Aim: Please pull out every line in the listing below that contains the string "shirt".

══ Entries supplied

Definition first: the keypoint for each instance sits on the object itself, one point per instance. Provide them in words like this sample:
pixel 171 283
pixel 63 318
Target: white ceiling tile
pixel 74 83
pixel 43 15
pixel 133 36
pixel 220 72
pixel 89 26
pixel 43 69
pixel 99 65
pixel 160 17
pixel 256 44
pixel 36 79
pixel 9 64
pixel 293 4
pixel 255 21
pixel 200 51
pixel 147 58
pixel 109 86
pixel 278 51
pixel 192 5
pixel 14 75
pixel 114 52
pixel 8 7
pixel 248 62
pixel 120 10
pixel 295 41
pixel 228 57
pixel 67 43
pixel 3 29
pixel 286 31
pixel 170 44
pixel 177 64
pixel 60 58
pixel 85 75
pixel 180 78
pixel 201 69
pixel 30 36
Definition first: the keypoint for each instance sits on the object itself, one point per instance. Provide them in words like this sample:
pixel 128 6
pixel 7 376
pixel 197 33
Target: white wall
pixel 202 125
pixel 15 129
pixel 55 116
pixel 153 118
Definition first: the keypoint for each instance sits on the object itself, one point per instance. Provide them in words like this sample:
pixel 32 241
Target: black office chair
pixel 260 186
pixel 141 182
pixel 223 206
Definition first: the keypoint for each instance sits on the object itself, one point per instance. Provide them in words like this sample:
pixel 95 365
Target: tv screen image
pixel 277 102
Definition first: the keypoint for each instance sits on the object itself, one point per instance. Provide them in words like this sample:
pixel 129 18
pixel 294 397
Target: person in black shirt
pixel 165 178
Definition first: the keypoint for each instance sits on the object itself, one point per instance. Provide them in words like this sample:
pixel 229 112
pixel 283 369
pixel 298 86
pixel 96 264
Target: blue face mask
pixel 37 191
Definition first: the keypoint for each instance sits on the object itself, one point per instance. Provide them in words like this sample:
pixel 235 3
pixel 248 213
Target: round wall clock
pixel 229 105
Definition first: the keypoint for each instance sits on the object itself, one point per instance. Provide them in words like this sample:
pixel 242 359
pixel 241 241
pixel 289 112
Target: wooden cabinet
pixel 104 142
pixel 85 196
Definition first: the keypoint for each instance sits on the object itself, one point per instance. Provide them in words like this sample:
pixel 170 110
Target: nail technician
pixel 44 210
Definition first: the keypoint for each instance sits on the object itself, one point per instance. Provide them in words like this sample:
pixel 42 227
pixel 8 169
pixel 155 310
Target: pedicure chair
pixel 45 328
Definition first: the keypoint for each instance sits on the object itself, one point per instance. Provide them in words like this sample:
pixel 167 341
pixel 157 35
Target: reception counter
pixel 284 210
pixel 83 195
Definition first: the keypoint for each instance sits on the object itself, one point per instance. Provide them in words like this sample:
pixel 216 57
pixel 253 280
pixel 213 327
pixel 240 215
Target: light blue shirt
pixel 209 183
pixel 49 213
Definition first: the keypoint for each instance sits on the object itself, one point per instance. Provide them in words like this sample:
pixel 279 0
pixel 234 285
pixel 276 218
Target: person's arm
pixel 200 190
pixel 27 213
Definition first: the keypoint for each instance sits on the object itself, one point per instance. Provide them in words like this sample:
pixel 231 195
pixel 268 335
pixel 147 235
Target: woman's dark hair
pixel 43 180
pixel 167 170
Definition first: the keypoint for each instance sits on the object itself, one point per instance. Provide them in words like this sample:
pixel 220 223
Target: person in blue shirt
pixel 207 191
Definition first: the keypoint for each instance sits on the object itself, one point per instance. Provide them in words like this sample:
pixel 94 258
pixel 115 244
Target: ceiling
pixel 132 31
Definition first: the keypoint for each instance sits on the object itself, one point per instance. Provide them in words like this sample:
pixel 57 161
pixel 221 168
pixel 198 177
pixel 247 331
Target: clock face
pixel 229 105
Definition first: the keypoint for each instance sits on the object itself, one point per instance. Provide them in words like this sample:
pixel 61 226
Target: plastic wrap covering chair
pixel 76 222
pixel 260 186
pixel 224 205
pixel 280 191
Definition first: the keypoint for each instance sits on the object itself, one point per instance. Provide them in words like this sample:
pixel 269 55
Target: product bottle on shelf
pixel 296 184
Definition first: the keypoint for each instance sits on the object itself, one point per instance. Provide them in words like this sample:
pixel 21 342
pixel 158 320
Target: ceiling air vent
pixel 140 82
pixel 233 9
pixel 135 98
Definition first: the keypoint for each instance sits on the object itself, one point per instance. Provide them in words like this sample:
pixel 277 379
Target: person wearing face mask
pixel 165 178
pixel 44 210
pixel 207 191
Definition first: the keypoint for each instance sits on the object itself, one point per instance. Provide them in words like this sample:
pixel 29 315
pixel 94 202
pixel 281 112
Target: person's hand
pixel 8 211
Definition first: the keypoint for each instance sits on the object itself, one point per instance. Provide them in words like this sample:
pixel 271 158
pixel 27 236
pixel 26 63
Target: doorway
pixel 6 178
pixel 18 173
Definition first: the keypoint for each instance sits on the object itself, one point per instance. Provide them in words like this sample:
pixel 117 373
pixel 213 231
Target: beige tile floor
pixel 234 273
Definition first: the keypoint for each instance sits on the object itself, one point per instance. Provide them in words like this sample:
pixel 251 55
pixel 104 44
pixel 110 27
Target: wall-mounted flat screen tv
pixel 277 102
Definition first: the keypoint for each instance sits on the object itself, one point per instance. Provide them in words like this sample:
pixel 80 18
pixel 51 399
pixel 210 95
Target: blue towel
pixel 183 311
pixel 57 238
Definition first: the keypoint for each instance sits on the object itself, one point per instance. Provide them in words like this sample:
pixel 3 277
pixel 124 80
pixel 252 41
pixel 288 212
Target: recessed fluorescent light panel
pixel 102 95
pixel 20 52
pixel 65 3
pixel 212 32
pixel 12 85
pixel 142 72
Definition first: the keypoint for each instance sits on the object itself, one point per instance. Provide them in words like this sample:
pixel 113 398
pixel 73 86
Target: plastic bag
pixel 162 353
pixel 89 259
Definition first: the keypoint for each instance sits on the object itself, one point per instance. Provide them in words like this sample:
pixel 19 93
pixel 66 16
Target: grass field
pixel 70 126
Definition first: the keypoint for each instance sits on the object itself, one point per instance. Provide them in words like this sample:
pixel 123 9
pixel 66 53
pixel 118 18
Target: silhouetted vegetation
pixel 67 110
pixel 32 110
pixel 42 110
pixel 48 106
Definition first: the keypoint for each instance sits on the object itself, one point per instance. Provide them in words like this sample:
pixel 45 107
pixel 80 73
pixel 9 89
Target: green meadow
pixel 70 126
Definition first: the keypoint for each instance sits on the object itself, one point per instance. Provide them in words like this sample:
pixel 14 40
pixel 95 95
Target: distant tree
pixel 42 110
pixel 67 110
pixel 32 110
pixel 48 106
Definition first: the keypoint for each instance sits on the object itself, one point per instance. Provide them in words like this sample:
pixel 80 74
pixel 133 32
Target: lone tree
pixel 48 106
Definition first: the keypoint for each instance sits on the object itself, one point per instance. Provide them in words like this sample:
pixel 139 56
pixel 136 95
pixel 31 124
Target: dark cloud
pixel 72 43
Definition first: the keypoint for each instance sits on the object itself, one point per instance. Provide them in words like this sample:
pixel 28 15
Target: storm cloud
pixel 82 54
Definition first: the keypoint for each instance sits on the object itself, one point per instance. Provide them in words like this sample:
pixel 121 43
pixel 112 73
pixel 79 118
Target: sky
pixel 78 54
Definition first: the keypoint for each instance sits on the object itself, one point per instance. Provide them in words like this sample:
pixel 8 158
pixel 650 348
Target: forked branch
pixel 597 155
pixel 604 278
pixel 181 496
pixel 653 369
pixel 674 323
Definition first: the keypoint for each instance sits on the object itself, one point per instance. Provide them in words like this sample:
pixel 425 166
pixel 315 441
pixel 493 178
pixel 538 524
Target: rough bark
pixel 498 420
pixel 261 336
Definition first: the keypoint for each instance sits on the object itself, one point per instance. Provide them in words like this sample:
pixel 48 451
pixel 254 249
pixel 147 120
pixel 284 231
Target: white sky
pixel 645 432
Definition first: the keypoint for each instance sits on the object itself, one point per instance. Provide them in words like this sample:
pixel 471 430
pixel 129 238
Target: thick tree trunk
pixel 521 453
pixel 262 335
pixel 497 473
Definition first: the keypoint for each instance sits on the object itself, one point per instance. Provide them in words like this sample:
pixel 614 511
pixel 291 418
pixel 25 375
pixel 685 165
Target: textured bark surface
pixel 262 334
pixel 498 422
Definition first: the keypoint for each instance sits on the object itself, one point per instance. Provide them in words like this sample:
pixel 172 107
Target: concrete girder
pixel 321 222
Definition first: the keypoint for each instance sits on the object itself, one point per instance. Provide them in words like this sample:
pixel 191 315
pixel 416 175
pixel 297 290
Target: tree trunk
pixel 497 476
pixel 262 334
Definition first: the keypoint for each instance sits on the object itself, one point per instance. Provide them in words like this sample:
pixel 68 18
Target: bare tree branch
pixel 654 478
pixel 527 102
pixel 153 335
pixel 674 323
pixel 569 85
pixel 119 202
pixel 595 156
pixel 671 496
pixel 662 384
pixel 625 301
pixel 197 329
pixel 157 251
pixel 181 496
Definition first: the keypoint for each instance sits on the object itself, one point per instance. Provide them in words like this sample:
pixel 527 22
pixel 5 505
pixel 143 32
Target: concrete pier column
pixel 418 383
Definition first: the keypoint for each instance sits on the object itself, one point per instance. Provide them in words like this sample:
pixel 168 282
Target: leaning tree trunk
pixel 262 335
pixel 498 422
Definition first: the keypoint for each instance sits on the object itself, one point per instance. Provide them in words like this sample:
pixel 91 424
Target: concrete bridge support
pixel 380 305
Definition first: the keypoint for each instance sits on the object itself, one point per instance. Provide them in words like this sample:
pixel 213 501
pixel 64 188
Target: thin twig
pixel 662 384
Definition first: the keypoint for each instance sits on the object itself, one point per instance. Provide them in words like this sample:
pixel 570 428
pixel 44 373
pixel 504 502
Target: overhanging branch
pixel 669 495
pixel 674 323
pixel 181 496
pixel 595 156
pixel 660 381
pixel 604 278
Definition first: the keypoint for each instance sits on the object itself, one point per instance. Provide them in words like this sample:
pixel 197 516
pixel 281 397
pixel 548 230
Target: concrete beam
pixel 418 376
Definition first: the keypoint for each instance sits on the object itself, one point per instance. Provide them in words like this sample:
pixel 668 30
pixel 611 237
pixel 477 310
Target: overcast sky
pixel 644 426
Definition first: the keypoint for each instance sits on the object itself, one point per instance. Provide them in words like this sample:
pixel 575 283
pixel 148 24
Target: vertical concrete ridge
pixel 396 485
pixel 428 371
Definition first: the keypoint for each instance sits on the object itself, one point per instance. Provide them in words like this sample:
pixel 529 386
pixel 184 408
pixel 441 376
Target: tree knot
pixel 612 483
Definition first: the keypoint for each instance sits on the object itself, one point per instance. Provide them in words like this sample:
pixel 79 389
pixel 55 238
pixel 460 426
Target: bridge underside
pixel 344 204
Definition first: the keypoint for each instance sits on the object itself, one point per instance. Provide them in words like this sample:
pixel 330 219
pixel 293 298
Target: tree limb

════

Response to the exercise:
Target: person in black shirt
Target: light blue shirt
Target: person in blue shirt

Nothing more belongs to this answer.